Excerpted text ->
/---
The paper introduces a systematic diagnosis-first framework for identifying and mitigating gender bias in audio deepfake detection. This approach is innovative as it emphasizes understanding the sources of bias before applying mitigation strategies, which is a significant departure from existing methods that often apply fixes without thorough diagnosis. The methodology is well-structured, detailing a comprehensive evaluation of bias sources at data, model, and decision levels, and it introduces novel mitigation techniques such as EAFR, SGFS, and GNEA. Each method is clearly defined, and the rationale for their implementation is well-articulated.
The experimental setup is robust, utilizing the ASVSpoof5 dataset, which is appropriate for the study's focus on gender fairness in audio deepfake detection. The paper conducts extensive experiments across multiple models (AASIST and Wav2Vec2+ResNet18) and evaluates various mitigation strategies, providing a thorough analysis of their effectiveness. The results are presented clearly, with a focus on multiple fairness metrics, which enhances the credibility of the findings. However, the reliance on a single dataset may limit the generalizability of the results.
The paper provides sufficient detail regarding the experimental setup, model architectures, and evaluation protocols, which supports reproducibility. However, the absence of publicly available code or a project repository limits the ability for others to reproduce the findings directly. Including a demo or project URL would enhance the reproducibility aspect significantly.
\---
Work instructions ->
A) From the review of the audio deepfake gender-bias paper, copy the passage starting with "The paper provides" and going on through "reproducibility aspect significantly.".
B) Answer these questions from the review of the audio deepfake gender-bias paper:
(i) At which three levels does the paper evaluate sources of bias?
(ii) Which dataset do the experiments use?
(iii) What does the review say is absent and therefore limits direct reproduction of the findings?
C) Continue the review of the audio deepfake gender-bias paper after its final sentence.

Supplied information ->
/---
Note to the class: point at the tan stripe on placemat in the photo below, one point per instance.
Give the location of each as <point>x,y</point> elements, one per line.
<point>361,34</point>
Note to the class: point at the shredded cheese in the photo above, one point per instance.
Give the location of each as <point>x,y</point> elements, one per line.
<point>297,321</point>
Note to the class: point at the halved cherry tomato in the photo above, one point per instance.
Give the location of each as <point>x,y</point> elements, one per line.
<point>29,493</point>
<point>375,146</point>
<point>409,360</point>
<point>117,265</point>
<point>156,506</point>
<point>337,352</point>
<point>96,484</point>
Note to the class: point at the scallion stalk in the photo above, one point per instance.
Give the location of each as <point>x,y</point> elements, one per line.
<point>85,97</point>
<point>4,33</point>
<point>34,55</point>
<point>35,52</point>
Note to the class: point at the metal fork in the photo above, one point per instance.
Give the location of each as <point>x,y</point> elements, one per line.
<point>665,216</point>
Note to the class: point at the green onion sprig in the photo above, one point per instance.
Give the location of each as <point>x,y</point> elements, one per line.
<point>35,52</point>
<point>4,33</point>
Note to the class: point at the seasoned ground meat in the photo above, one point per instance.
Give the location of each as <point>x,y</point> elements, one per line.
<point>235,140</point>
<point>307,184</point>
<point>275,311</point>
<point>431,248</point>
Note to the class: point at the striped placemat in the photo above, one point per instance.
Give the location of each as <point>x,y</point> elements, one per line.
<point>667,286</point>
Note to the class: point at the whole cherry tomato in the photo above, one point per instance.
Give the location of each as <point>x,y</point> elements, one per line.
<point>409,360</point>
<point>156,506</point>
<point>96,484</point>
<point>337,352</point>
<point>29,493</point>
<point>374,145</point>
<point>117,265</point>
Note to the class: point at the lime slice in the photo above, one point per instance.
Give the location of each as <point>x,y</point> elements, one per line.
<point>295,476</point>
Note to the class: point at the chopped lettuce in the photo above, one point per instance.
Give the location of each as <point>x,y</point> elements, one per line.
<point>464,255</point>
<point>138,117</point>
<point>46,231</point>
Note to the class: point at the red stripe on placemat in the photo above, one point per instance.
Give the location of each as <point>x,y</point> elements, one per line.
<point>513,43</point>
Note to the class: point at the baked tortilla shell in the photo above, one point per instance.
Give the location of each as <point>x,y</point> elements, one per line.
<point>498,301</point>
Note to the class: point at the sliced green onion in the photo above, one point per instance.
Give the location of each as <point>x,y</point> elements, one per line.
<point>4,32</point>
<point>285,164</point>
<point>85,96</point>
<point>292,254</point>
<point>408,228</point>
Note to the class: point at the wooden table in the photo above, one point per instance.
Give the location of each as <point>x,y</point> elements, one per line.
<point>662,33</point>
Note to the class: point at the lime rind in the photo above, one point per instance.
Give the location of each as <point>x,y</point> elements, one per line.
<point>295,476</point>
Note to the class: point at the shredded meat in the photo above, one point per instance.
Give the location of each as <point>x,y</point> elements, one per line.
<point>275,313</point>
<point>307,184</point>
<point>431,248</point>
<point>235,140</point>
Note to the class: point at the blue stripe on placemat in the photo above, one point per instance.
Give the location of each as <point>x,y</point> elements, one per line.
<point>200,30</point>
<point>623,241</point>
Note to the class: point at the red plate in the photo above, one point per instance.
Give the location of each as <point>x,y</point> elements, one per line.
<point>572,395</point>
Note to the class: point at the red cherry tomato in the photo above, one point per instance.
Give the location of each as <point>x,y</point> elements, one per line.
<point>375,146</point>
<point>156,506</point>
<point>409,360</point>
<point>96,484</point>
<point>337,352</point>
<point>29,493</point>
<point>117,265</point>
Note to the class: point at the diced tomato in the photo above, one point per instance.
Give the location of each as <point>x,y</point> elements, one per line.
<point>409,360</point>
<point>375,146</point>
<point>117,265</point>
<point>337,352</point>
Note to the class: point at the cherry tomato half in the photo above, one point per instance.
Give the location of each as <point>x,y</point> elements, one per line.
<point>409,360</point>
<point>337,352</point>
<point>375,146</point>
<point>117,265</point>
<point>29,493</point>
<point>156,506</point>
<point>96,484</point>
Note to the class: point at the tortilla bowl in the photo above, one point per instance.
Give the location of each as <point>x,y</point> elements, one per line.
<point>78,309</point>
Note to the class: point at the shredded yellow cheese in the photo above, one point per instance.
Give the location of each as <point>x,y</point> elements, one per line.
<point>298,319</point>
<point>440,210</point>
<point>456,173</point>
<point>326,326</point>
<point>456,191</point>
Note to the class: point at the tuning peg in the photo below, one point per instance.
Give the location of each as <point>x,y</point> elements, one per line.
\---
Responses for each task ->
A)
The paper provides sufficient detail regarding the experimental setup, model architectures, and evaluation protocols, which supports reproducibility. However, the absence of publicly available code or a project repository limits the ability for others to reproduce the findings directly. Including a demo or project URL would enhance the reproducibility aspect significantly.

B)
(i) Data, model, and decision levels.
(ii) The ASVSpoof5 dataset.
(iii) Publicly available code or a project repository.

C)
The study is limited to a single dataset (ASVSpoof5) and focuses on binary gender labels, which may not capture the full spectrum of gender representation. Additionally, while the paper identifies multiple sources of bias, it acknowledges that no single method completely closes the fairness gap, indicating that further research is needed to address these issues comprehensively.
The implications of this work are significant, particularly in high-stakes applications such as security and identity verification, where fairness and bias in detection systems can have profound societal impacts. By addressing gender bias in audio deepfake detection, the paper contributes to the broader discourse on fairness in AI systems, emphasizing the need for equitable treatment across demographic groups. This paper presents a pioneering diagnosis-first framework for addressing gender bias in audio deepfake detection systems, significantly advancing the understanding and mitigation of bias in machine learning applications. The comprehensive methodology and rigorous experimental evaluation contribute valuable insights to the field, highlighting the importance of systematic bias diagnosis before applying mitigation strategies.